Given instruction :: State how many of the lines below contain the string "hand", and give only that number.

Start of Records provided

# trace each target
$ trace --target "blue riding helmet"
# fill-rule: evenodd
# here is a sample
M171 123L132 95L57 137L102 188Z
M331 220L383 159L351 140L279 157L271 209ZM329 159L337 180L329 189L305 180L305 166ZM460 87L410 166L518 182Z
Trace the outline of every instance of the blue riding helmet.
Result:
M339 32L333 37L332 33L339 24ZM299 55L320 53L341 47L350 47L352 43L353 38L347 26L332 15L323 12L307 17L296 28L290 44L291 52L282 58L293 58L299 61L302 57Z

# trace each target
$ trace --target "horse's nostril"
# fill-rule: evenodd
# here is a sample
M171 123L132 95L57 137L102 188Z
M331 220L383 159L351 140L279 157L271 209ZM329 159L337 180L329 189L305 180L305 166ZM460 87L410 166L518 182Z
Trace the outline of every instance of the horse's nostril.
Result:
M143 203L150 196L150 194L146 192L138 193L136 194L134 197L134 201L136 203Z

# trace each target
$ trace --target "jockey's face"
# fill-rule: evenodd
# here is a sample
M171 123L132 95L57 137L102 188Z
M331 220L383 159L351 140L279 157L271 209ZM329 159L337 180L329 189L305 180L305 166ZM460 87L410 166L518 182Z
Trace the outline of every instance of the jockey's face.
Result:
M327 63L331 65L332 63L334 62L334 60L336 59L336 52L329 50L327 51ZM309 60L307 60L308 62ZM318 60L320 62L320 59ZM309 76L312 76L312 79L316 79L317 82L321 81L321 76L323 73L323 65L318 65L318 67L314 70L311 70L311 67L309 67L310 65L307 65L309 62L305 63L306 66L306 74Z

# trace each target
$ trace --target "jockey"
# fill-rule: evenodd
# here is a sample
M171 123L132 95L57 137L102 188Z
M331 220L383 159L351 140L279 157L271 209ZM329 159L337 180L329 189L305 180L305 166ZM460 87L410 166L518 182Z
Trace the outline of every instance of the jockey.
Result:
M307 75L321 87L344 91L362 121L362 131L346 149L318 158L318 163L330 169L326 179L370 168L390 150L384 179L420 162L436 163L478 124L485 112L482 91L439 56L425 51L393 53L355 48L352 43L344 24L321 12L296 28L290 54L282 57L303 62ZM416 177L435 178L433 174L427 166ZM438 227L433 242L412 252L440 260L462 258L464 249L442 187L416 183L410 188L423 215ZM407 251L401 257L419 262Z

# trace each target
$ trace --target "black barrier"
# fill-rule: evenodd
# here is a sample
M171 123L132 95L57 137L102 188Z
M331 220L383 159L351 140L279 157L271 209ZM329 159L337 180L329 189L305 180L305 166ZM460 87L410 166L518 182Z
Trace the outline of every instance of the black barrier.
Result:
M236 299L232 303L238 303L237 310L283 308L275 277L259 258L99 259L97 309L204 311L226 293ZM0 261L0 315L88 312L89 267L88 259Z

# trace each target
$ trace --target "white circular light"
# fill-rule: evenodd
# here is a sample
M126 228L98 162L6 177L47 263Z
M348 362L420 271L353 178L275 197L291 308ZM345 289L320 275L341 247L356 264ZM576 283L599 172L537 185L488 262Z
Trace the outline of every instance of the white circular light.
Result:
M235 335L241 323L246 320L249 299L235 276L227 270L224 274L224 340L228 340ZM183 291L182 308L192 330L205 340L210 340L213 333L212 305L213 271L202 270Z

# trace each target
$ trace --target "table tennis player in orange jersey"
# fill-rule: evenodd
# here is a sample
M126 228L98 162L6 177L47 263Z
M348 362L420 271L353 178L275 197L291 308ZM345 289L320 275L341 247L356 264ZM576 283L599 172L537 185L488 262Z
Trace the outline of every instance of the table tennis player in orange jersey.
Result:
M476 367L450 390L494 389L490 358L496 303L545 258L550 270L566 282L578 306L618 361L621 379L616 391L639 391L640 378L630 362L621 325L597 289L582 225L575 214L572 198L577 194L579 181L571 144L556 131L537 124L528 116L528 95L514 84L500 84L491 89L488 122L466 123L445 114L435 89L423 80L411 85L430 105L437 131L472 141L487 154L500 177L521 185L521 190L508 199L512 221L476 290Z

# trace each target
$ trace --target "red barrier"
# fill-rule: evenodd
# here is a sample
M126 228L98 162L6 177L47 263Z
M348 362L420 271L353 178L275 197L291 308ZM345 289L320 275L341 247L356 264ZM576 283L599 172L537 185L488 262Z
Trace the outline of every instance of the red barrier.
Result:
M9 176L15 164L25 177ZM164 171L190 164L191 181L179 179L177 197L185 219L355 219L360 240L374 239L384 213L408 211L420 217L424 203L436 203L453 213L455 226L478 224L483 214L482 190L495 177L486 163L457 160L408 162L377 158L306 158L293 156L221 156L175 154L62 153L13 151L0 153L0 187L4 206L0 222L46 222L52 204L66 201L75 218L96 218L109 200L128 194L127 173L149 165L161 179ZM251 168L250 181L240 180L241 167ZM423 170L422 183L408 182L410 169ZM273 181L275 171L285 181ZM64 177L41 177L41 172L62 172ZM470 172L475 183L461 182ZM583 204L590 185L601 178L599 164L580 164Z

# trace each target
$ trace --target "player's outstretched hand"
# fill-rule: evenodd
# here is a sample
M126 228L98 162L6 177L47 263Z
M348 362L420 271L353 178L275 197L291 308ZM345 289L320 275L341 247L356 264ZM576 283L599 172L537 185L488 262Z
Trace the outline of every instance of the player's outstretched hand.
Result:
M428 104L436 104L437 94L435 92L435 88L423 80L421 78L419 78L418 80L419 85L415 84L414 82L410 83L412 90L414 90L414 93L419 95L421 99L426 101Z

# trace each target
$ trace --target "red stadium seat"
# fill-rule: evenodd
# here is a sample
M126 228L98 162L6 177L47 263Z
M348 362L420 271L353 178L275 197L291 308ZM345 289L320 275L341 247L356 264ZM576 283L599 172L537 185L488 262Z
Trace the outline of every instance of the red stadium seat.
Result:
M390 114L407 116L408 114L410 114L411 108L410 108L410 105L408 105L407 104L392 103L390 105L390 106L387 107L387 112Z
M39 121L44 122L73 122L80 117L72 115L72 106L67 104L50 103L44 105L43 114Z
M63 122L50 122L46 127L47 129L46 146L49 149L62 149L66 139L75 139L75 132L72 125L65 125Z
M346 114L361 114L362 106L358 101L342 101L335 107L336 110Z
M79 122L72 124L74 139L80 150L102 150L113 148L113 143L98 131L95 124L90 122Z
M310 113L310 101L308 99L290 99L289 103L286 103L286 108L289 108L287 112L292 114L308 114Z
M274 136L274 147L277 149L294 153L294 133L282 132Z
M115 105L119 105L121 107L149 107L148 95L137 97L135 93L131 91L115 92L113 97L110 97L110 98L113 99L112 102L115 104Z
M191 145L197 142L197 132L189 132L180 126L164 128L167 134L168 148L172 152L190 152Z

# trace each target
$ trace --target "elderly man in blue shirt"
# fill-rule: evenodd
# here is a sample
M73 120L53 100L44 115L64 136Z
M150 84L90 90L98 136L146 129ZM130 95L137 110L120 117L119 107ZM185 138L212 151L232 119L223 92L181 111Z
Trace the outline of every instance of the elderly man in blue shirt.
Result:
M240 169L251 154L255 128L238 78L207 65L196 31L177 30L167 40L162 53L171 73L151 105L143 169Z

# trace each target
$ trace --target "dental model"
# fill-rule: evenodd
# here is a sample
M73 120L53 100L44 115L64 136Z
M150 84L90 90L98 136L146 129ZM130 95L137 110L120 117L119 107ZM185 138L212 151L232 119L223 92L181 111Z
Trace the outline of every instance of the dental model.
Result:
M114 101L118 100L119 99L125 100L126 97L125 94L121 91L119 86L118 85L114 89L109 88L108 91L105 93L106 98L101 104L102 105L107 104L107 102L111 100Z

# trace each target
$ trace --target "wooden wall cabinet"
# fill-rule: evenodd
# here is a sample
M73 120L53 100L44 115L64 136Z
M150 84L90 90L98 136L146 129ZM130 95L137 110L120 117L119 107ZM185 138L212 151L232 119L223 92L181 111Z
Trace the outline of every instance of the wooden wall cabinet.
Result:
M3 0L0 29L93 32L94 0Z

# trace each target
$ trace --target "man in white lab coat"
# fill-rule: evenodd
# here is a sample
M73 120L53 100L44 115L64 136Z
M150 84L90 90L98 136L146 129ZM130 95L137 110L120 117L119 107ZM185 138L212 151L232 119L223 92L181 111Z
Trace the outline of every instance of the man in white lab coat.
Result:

End of Records provided

The answer :: 2